Given information:
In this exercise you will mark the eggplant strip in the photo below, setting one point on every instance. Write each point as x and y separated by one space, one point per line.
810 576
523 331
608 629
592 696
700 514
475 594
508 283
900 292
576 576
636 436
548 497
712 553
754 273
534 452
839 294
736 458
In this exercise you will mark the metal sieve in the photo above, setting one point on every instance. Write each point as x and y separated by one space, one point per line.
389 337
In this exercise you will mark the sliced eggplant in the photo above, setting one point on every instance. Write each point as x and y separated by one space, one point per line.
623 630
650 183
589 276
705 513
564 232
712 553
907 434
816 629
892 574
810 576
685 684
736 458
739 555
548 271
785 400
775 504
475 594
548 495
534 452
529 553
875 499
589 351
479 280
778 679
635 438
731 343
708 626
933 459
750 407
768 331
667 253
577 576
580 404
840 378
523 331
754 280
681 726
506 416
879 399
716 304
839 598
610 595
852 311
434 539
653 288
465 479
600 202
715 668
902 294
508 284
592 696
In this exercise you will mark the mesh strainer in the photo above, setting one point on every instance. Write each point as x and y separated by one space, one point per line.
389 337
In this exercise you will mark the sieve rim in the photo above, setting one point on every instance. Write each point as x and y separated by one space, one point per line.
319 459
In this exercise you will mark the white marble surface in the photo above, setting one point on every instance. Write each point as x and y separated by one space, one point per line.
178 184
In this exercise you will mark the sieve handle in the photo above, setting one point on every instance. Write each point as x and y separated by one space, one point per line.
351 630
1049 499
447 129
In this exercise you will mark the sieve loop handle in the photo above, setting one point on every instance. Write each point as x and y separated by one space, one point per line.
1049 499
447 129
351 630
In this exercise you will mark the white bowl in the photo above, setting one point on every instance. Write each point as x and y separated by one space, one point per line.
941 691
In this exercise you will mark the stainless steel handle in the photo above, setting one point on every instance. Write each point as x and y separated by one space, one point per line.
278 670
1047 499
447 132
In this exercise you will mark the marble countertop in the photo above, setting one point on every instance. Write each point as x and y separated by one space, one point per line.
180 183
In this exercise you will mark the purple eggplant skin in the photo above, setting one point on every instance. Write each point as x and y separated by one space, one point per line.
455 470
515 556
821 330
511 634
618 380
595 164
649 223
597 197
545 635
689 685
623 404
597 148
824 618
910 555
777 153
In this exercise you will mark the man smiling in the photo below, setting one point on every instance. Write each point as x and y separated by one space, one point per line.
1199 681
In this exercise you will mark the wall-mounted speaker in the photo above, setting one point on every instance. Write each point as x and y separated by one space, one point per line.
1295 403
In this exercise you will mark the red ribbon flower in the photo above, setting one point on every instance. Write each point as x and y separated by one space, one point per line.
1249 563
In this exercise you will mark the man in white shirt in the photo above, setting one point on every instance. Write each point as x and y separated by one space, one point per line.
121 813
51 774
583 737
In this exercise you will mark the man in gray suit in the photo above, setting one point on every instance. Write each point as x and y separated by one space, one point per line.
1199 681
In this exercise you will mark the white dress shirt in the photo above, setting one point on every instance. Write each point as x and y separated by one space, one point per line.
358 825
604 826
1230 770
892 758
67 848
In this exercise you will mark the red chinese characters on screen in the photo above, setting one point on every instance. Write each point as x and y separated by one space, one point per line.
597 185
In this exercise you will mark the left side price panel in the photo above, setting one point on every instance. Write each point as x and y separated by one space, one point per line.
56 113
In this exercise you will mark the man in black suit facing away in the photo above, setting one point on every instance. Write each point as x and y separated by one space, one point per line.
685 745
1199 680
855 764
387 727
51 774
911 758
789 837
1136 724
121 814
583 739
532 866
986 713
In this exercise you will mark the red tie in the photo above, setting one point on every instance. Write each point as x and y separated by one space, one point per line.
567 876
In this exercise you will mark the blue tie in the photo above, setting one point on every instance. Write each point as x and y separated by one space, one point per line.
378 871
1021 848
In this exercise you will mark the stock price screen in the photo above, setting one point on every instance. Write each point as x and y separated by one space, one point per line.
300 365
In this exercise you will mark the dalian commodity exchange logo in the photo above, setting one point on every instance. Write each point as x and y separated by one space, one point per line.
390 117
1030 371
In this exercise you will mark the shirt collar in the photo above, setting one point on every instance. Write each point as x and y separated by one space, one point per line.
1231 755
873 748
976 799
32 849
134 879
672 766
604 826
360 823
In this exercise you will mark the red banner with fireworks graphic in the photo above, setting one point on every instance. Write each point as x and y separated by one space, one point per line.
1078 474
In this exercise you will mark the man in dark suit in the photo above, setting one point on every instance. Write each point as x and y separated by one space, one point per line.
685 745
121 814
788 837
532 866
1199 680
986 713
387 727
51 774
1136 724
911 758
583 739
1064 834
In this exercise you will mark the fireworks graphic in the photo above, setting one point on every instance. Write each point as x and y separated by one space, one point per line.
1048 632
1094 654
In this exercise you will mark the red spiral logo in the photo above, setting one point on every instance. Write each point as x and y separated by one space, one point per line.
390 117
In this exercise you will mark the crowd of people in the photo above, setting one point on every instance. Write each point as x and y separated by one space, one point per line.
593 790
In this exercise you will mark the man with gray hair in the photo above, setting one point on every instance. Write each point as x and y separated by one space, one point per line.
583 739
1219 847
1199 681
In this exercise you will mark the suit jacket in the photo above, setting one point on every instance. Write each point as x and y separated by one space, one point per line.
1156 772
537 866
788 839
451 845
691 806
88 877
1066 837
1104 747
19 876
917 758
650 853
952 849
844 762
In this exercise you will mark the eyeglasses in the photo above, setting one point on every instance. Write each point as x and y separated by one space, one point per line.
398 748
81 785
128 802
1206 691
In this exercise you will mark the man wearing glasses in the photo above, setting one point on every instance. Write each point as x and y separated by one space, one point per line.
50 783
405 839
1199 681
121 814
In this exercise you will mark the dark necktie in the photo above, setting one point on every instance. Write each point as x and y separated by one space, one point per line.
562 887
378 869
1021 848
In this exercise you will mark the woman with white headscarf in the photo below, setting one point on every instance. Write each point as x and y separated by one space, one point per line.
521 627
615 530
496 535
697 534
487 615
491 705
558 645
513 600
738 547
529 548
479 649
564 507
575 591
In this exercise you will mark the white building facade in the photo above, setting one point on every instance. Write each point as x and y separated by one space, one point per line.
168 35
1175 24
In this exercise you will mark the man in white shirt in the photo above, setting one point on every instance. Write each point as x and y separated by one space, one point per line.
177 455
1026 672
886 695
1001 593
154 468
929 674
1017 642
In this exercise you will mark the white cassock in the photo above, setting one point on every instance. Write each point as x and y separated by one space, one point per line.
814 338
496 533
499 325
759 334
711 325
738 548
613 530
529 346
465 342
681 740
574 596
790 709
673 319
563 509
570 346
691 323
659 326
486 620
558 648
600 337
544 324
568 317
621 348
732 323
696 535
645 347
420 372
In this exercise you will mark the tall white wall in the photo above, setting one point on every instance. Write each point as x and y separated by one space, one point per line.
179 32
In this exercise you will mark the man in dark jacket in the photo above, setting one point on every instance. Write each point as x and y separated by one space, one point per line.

Exercise directions: Each record is to be given again in full, exactly as it reads.

Reply to the exercise:
In this exercise you will mark the eggplant strip in the photo below, setting one point on every instance. Write each point as x and y separated by one space, one point per line.
810 576
523 331
608 629
592 696
700 514
475 594
508 283
900 292
576 576
636 436
548 497
712 553
754 273
534 452
839 294
736 458
In this exercise you will mark the metal sieve in the photo above, setting one point on every instance. Write each point as x and y separated by one space, one point per line.
389 337
In this exercise you will mark the sliced eggplant in the photo above, setting one point on every instance. Write each point as x and y separated by one space, one point per line.
623 630
650 183
589 276
705 513
564 232
712 553
907 434
816 629
892 574
810 576
685 684
736 458
739 555
548 271
785 400
775 504
475 594
548 495
534 452
529 553
875 499
589 351
479 280
778 679
635 438
731 343
708 626
933 459
750 407
768 331
667 253
577 576
580 404
840 378
523 331
754 280
681 726
506 416
879 399
716 304
839 598
610 595
852 311
434 539
653 288
465 479
600 202
715 668
902 294
508 284
592 696
In this exercise you will mark the mesh strainer in the photo above, setting one point on every instance. Write each point as x and y separated by one space, one point per line.
389 337
In this exercise you will mark the sieve rim in the photo above, setting one point on every instance. Write each point as x and y separated by one space, one point per line.
319 459
In this exercise you will mark the white marble surface in the photo above, setting one point on every instance. Write each point as x and y separated by one space, one point per line.
178 184
In this exercise you will mark the sieve handle in the photo above, setting one point on every instance. Write each point as x and y separated by one space, one point per line.
351 630
1049 499
447 129
In this exercise you will mark the sieve loop handle in the photo above, setting one point on every instance. Write each point as x and y separated by one space, one point per line.
1049 499
447 129
351 630
In this exercise you will mark the white bowl in the photo above, setting one point on every instance. Write each point as x and y separated by one space, one point per line.
941 691
In this exercise you will mark the stainless steel handle in the photo above, setting one point on every instance. Write each point as x and y separated by one space, one point per line.
278 670
1047 499
447 132
In this exercise you will mark the marble countertop in the photo above, setting one point on every instance. Write each point as x and y separated by one space, one point per line.
180 183
In this exercise you will mark the purple eggplant skin in the photo above, setting one point on every instance. Write each point as x and y separated by one space, one point per line.
455 470
515 556
821 330
511 634
618 380
595 164
649 223
597 197
545 635
689 685
623 404
597 148
824 618
910 555
777 153
In this exercise you will mark the man smiling in the photo below, setting one point on every instance. Write each point as x and y separated by one space, one point per line.
1199 681
In this exercise you will mark the wall-mounted speaker in the photo above, setting one point on every instance. Write each point as x and y separated by one space, one point per line.
1295 403
In this exercise you will mark the red ribbon flower in the photo above, setting one point on every instance. Write each point as x and y separated by one space, one point per line.
1249 563
In this exercise you will mark the man in white shirt in the photo above, setting one point on every instance. Write each point as x and y separated by one space, one point per line.
121 813
51 774
583 737
In this exercise you will mark the man in gray suit in the photo above, setting one point on every instance. Write each point as x and y separated by one space, one point per line.
1199 681
In this exercise you will mark the white dress shirt in the photo above, setting one point on every instance. Write each point as x and y separated by one space, one point per line.
358 825
604 826
1230 770
892 758
67 848
In this exercise you will mark the red chinese characters on screen in the photo above, setting one point on every instance. Write each point as x and y separated by one space, one point per line.
597 185
In this exercise you will mark the left side price panel in the photo above, setting one point on every instance. Write each point as x and y separated by one space, one point per line.
56 113
In this exercise you will mark the man in black suit facing away in the photo above, setting one point on every instance. Write each point as x and y separated by one space, one point per line.
685 745
1199 680
855 764
387 727
51 774
911 758
789 837
1136 724
121 814
583 739
532 866
986 713
In this exercise you will mark the red tie in the photo above, setting one point on every instance. Write each point as x and y separated by one space, one point per line.
567 876
In this exercise you will mark the blue tie in the photo above, setting one point on every instance. Write each point as x and y separated by one space, one point per line.
378 871
1021 848
In this exercise you will mark the stock price screen in the photo above, setting one point on every instance. Write each point as x and y separated by one space, one point per line.
300 365
In this exercise you will mark the dalian commodity exchange logo in the photo above, setting one point on every instance. Write each point as x and y separated by one space, one point per line.
390 117
1030 371
In this exercise you will mark the shirt collar in the photo above, setting one point on every instance. Write each point as x and y separated by one space, one point per line.
1231 755
873 748
976 799
32 849
134 879
672 766
604 826
360 823
In this exercise you will mark the red banner with fireworks graphic in the photo above, setting one point on every instance. Write each point as x and y separated by one space, one point per line.
1078 474
In this exercise you will mark the man in dark suit in the photo above, setting one point on every instance. Write each point as x and y separated by one space, one point per line.
685 745
121 814
788 837
532 866
1199 680
986 713
387 727
51 774
1136 724
911 758
583 739
1064 834
In this exercise you will mark the fireworks graphic in the photo above, setting one point on every instance. Write each point as x and y separated by one space, one point per line.
1048 632
1094 654
In this exercise you will mark the red spiral logo in the photo above, setting one point on every instance. Write each point as x and y separated by one space, one point per line.
390 117
In this exercise you will mark the crowd of people in the photo above, setting one point on every instance. Write each point as x and y separated by one space, one point per line.
593 790
In this exercise you will mark the man with gray hair in the photo above, setting one point on every instance. Write each point as x and y separated by one space, one point per line.
583 739
1219 847
1199 681
In this exercise you will mark the suit jacket in the photo above, setting one point on every instance. Write each point as x and y separated by one space, one point per line.
1156 772
537 866
788 839
451 845
691 806
88 877
1066 837
1104 747
19 876
917 758
650 853
952 849
844 762
In this exercise you will mark the eyeglasses in the photo above, setting one point on every instance. Write each point as x and y separated by one space, one point per line.
398 748
81 785
128 802
1206 691
In this exercise you will mark the man wearing glasses in the photo above, setting one point on every instance. Write each point as x and y separated by one space, one point per line.
50 783
405 839
1199 681
121 814
In this exercise you will mark the dark necktie in the photo above, setting one point on every instance. Write each point as x and y separated by one space, one point per line.
562 887
378 869
1021 848
In this exercise you will mark the woman with white headscarf in the photo below, setting one point on every instance. Write each point as x and y separated by one space, one point per line.
521 627
615 530
496 535
697 534
487 615
491 705
558 645
513 600
738 547
529 548
479 649
564 507
575 591
In this exercise you will mark the white building facade in the photo above, setting one point on every instance. Write each point as x and y separated by one space, one point per line.
168 35
1175 24
In this exercise you will mark the man in white shirt in the photo above, setting one point on every instance. Write each point as x and y separated by one space, one point per line.
177 455
1026 672
886 695
1001 593
154 468
929 674
1017 642
In this exercise you will mark the white cassock in the photo above, setting one point on every instance. Write each point as x and y separated by one space, one point per line.
814 338
496 533
499 325
759 334
711 325
738 548
613 530
529 346
465 342
681 740
574 596
790 709
673 319
563 509
570 346
691 323
659 326
486 620
558 648
600 337
544 324
568 317
621 348
732 323
696 535
645 347
420 372
In this exercise you will mark the tall white wall in the photo above, setting one point on every instance. Write each point as x and y separated by one space, one point per line.
179 32
In this exercise you will mark the man in dark jacket in the photo above, setting one point on every instance. Write each point as x and y separated by one space, one point per line.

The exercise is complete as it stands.